*** Document passage

MOCA causes major stress for criminals
LITTLE under a year since its launch, the Major Organised Crime and Anti-Corruption Task Force (MOCA) has seized cash and drugs worth at least $357 million, as it makes steady headway in taking the profits out of organised crime in Jamaica.
The task force has also arrested at least 12 persons and seized a fleet of motor vehicles used by criminals. It has also made significant dents in the lotto scam, which is rife within the western parishes of the island.
The latest and biggest drug bust came last Saturday when the investigatory arm seized some $264 million worth of cocaine in St James.
Three persons — including a contractor from the Guardsman security company — were arrested in that operation, which saw the highly priced contraband being transported in one of the security company’s marked motor vehicles.
“MOCA is committed to taking the profits out of crime, we are committed to going after the major players and we will continue to carry out our mandate in putting a serious dent on the whole organised crime scene,” said MOCA’s liaison officer Inspector Dahlia Garrick, following last weeks’ bust on the Mount Carey main road.
Garrick said that last week’s drug seizure was the culmination of a series of intelligence-driven operations facilitated by the Jamaica Constabulary Force and the Jamaica Defence Force, as well as the Transnational Crime and Narcotics Division.
“In recent weeks you would have seen where MOCA has been going on some major operations, going on some major scenes and we have been making some level of success,” noted Garrick. “The lottery scam task force is a part of MOCA as well, and you would have seen the good job that they have been doing to disrupt lottery scam activities,” she added.

******
*** Data shown

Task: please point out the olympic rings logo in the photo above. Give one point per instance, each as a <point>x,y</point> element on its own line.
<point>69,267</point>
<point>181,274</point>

******

## What to work on
Print the passage of the MOCA article starting with "The task force" and going on through "Carey main road.".

## Reply to the exercise
The task force has also arrested at least 12 persons and seized a fleet of motor vehicles used by criminals. It has also made significant dents in the lotto scam, which is rife within the western parishes of the island.
The latest and biggest drug bust came last Saturday when the investigatory arm seized some $264 million worth of cocaine in St James.
Three persons — including a contractor from the Guardsman security company — were arrested in that operation, which saw the highly priced contraband being transported in one of the security company’s marked motor vehicles.
“MOCA is committed to taking the profits out of crime, we are committed to going after the major players and we will continue to carry out our mandate in putting a serious dent on the whole organised crime scene,” said MOCA’s liaison officer Inspector Dahlia Garrick, following last weeks’ bust on the Mount Carey main road.